## Stored records
* Begin *

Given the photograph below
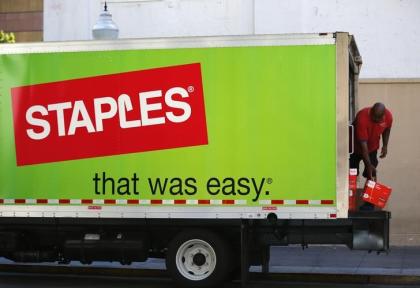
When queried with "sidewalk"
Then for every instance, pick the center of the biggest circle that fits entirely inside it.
(400, 261)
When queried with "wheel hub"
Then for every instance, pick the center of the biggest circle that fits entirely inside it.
(199, 259)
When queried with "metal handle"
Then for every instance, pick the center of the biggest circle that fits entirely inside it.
(352, 138)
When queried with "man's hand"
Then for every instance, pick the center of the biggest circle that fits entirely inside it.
(384, 152)
(371, 170)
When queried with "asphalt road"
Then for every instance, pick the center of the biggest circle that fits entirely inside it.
(15, 280)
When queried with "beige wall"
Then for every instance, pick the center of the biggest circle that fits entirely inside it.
(401, 168)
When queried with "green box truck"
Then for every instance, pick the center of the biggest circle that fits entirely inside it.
(205, 151)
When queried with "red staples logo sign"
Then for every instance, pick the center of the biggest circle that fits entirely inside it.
(114, 114)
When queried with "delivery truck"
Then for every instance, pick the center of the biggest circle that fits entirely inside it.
(204, 151)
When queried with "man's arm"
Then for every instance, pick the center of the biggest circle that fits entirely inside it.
(366, 160)
(385, 139)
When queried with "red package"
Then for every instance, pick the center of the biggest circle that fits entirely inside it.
(353, 190)
(376, 193)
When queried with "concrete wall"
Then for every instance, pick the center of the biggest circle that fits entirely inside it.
(387, 32)
(22, 17)
(401, 168)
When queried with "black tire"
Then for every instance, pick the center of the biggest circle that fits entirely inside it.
(187, 247)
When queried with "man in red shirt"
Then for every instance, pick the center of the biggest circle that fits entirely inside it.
(370, 124)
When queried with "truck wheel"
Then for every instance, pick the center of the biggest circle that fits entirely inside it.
(198, 258)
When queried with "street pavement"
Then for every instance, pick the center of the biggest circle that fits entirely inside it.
(400, 261)
(400, 266)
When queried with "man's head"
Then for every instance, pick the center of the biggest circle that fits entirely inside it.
(377, 112)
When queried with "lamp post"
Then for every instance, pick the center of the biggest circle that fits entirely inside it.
(105, 28)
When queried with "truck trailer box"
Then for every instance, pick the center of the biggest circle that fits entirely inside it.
(142, 133)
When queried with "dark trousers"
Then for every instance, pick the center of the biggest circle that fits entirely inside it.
(356, 158)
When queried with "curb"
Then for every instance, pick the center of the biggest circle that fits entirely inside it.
(253, 276)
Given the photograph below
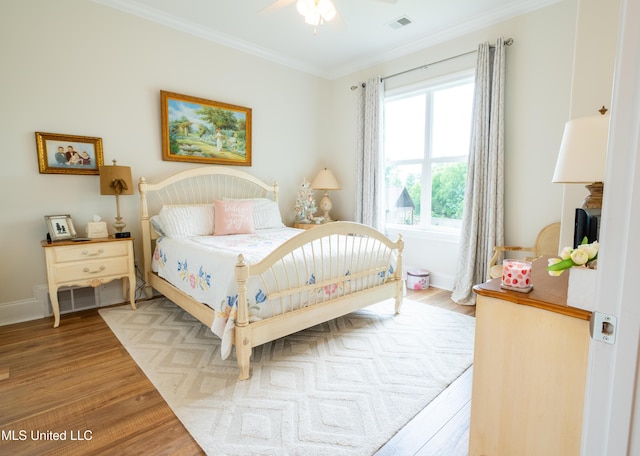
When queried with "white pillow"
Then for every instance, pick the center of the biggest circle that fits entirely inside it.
(266, 213)
(187, 220)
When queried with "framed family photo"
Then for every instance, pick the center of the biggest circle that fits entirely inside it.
(60, 227)
(67, 154)
(204, 131)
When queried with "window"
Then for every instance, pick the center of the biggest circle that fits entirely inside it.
(427, 130)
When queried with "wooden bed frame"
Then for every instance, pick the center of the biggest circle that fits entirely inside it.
(206, 184)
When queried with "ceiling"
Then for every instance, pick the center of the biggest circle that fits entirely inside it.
(364, 33)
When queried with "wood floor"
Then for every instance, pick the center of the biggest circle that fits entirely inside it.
(75, 390)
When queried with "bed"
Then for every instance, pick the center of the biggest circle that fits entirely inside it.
(257, 283)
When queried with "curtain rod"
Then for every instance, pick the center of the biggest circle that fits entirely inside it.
(508, 42)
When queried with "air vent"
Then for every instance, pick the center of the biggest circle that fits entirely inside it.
(400, 22)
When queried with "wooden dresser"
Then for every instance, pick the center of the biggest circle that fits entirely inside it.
(530, 367)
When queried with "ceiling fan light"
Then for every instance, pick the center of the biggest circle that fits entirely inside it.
(312, 17)
(326, 9)
(304, 7)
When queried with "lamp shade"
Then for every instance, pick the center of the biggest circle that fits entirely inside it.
(583, 151)
(325, 180)
(115, 180)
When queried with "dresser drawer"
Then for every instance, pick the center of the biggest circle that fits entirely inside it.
(94, 269)
(89, 251)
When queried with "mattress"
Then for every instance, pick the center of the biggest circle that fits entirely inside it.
(203, 268)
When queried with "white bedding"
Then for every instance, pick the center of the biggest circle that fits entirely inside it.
(203, 267)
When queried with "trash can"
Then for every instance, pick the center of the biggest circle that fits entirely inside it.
(417, 279)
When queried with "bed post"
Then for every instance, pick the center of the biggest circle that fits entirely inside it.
(398, 275)
(242, 329)
(146, 236)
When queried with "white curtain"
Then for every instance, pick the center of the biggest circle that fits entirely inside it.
(482, 220)
(369, 166)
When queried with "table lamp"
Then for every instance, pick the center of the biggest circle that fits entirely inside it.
(582, 156)
(325, 180)
(116, 180)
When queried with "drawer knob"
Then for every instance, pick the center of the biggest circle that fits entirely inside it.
(93, 272)
(96, 253)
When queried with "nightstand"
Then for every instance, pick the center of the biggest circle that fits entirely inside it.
(89, 263)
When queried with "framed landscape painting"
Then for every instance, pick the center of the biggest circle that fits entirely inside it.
(68, 154)
(204, 131)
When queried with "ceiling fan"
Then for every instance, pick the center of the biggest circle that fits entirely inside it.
(315, 12)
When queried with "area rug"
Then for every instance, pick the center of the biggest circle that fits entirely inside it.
(344, 387)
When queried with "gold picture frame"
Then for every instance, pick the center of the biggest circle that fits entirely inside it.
(204, 131)
(60, 227)
(68, 154)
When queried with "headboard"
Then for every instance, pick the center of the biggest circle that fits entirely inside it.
(200, 185)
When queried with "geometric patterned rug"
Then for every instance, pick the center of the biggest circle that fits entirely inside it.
(344, 387)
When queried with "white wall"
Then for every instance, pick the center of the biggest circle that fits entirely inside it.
(76, 67)
(538, 83)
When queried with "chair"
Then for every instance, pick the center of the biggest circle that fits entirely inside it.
(547, 243)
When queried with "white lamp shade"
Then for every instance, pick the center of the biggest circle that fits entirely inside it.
(325, 180)
(109, 174)
(583, 151)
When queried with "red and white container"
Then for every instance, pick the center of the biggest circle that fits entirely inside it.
(516, 275)
(417, 279)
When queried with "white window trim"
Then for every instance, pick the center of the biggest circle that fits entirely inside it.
(428, 230)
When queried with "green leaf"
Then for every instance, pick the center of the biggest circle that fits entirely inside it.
(562, 265)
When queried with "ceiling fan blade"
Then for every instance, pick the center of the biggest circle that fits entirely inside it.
(274, 6)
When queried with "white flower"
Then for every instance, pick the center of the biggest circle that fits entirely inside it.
(579, 256)
(565, 254)
(591, 249)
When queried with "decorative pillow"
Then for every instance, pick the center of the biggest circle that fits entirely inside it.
(266, 213)
(187, 220)
(156, 223)
(233, 217)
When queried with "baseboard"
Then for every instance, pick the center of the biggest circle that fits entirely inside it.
(19, 311)
(38, 307)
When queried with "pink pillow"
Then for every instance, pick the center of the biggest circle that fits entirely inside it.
(233, 217)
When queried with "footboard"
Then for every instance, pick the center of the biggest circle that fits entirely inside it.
(321, 274)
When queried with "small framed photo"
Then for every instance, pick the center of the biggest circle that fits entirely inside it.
(204, 131)
(60, 227)
(67, 154)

* End *

## Stated exercise
Go through the listing above and quote it exactly, apart from its images.

## Correct answer
Given the photograph below
When queried with "sidewalk"
Then for every instance, pick the center of the biggest circle that fits entirely inside it.
(400, 261)
When queried with "wheel hub"
Then for every instance, pick the center of the biggest circle that fits entirely inside it.
(199, 259)
When queried with "metal handle"
Then for every instance, pick the center of the biggest circle that fits entirely inside it.
(352, 138)
When queried with "man's hand"
Then for every instance, pick the center of the biggest circle that fits entirely inside it.
(384, 152)
(371, 170)
When queried with "asphalt road"
Then for every instance, pick the center of the biggest circle that fits entirely inside it.
(15, 280)
When queried with "beige wall"
Then for every instance, pick the center of the biggest circle that fits entirely inside it.
(401, 168)
When queried with "green box truck"
Then for every instance, pick the center of the biggest circle that fits entirely inside it.
(205, 151)
When queried with "red staples logo sign"
Then for every instance, pick the center of the biggest circle that fits entirely inside it.
(114, 114)
When queried with "delivery truck"
Then for every instance, pick the center of the biggest circle that fits entirely inside it.
(204, 151)
When queried with "man's arm"
Then for every instance, pick the center of the biggest circle that fits entirely inside it.
(366, 160)
(385, 139)
When queried with "red package"
Then for every instance, pick the center of the biggest circle that fits entirely inside it.
(353, 190)
(376, 193)
When queried with "concrete wall"
Then for every instance, pick the center of the biggest circle that fits entirely inside it.
(387, 32)
(22, 17)
(401, 168)
When queried with "black tire"
Then for every instance, pick the center of the biggest circle that fits entirely inside it.
(187, 247)
When queried with "man in red shirt"
Then for every instance, pick the center of the biggest circle that fits entirely inside it.
(370, 124)
When queried with "truck wheel"
Then for every instance, pick the center of the biggest circle that fits entirely inside it.
(198, 258)
When queried with "street pavement"
Then for every instance, pick the center of the biggest circle that fits entirely inside it.
(400, 261)
(400, 266)
When queried with "man's head"
Then for every instance, pick the center of the biggest circle that fits entirely inside it.
(377, 112)
When queried with "lamp post"
Then for every instance, pick the center of the biggest circle that fits entirely inside it.
(105, 28)
When queried with "truck trailer box"
Then for every instance, pick the center of the biggest circle that fits entirely inside it.
(142, 133)
When queried with "dark trousers"
Then for every instance, pick the center of the biggest circle that fits entirely inside it.
(356, 158)
When queried with "curb"
Then for every instance, pick the center of the biggest circle that fits entirely inside it.
(253, 276)
Given the photograph below
When queried with "white pillow"
Then for every instance, pick the center of the biggest circle that fits entirely inside it.
(266, 213)
(187, 220)
When queried with "framed family photo"
Then for every instance, pick the center of the biggest circle that fits entirely inside it.
(60, 227)
(67, 154)
(204, 131)
When queried with "window"
Then for every instance, pick the center of the biggest circle that fits entirely inside it.
(427, 130)
When queried with "wooden bed frame"
Then for every instance, pick the center of the biggest circle that fits entirely inside it.
(206, 184)
When queried with "ceiling"
Then for every instance, pick the center of the biggest circle that fits entirely inside it.
(364, 33)
When queried with "wood floor"
Then for every instance, pick the center of the biggest circle that fits entirely inside it.
(75, 390)
When queried with "bed"
Then for every instance, pick the center of the biggest circle that fits entirely inside it.
(257, 283)
When queried with "curtain rod"
Then for every instance, pick the center of the biggest circle that fits entirely inside it.
(508, 42)
When queried with "air vent"
Then for every instance, pick the center of the biggest circle that fits entirely inside it.
(400, 22)
When queried with "wooden dresser"
Then for every instance, pick the center of the biggest circle that fits entirely inside it.
(530, 367)
When queried with "ceiling fan light"
Then for every instance, pick the center of the biggest circle that fits entirely inside it.
(312, 17)
(326, 9)
(304, 7)
When queried with "lamp shade"
Then for every instance, pick the center of the biggest circle that fits entirely inside it.
(583, 151)
(325, 180)
(115, 180)
When queried with "dresser drawer"
Then for every instance, pick the center of the biggest circle that fits entirely inside it.
(94, 269)
(89, 251)
When queried with "mattress"
Then for every instance, pick the center of the biggest circle that fits entirely inside it.
(203, 268)
When queried with "white bedding"
Then for every instance, pick the center of the biggest circle that fits entirely inside it.
(203, 267)
When queried with "trash can"
Then for every instance, pick the center of the biggest circle that fits entirely inside it.
(417, 279)
When queried with "bed post"
Then for every instance, pick the center of the biggest circle that fits entirely inside it.
(398, 275)
(242, 329)
(146, 236)
When queried with "white curtain"
Then for every instance, pick the center of the biggest circle that fits entirely inside it.
(482, 220)
(369, 166)
When queried with "table lamp"
Then for every instance, pick the center of the biggest circle that fits entirely inside it.
(582, 156)
(325, 180)
(116, 180)
When queried with "drawer knob"
Then for every instance, pick the center of the biggest circle that fits entirely inside it.
(93, 272)
(96, 253)
When queried with "nightstand"
Then for every instance, pick the center of the biggest circle that fits entirely inside it.
(89, 263)
When queried with "framed landscape painting"
Then for every instance, pick the center of the biggest circle that fits entirely inside it.
(68, 154)
(204, 131)
When queried with "ceiling fan"
Then for every instance, pick the center of the biggest circle that fits entirely inside it.
(315, 12)
When queried with "area rug"
Then for every instance, pick the center of the biggest circle that fits entirely inside it.
(344, 387)
When queried with "gold picture frame"
Then for every instance, pick the center of the biggest circle that fits entirely inside it.
(204, 131)
(60, 227)
(68, 154)
When queried with "headboard"
Then for every instance, pick the center of the biggest circle that fits entirely inside it.
(200, 185)
When queried with "geometric patterned rug"
Then for every instance, pick the center of the biggest circle that fits entirely inside it.
(344, 387)
When queried with "white wall"
Then for every instance, pick the center of the biggest circle that fits entirely inside it.
(76, 67)
(538, 83)
When queried with "chair"
Then for every instance, pick the center of the biggest circle that fits entirely inside it.
(547, 243)
When queried with "white lamp shade"
Then for every instance, pick the center of the biggest circle that fits entirely inside it.
(325, 180)
(109, 174)
(583, 151)
When queried with "red and white container"
Then for every instance, pick the center of the biggest circle that fits entirely inside it.
(516, 275)
(417, 279)
When queried with "white window trim"
Then for every instance, pick the center of the biggest circle that fits entirely inside it.
(428, 230)
When queried with "green leaf"
Then for every instance, pick the center of the biggest circle that fits entirely inside it.
(562, 265)
When queried with "ceiling fan blade"
Then for every instance, pick the center of the biggest circle that fits entirely inside it.
(274, 6)
When queried with "white flower"
Then for every instance, pick the center of the biggest circle that fits entirely inside it.
(579, 256)
(565, 254)
(591, 249)
When queried with "decorative pillow"
Then for every instance, pick the center of the biggest circle that fits entirely inside it.
(266, 213)
(187, 220)
(156, 223)
(233, 217)
When queried with "baseboard"
Then for every instance, pick the center of the biggest circle that fits entirely inside it.
(19, 311)
(38, 307)
When queried with "pink pillow"
Then for every instance, pick the center of the biggest circle that fits entirely inside it.
(233, 217)
When queried with "footboard"
Then for every instance, pick the center of the biggest circle that fits entirely inside it.
(321, 274)
When queried with "small framed photo"
Then for every instance, pick the center of the biggest circle that fits entirely inside it.
(204, 131)
(60, 227)
(67, 154)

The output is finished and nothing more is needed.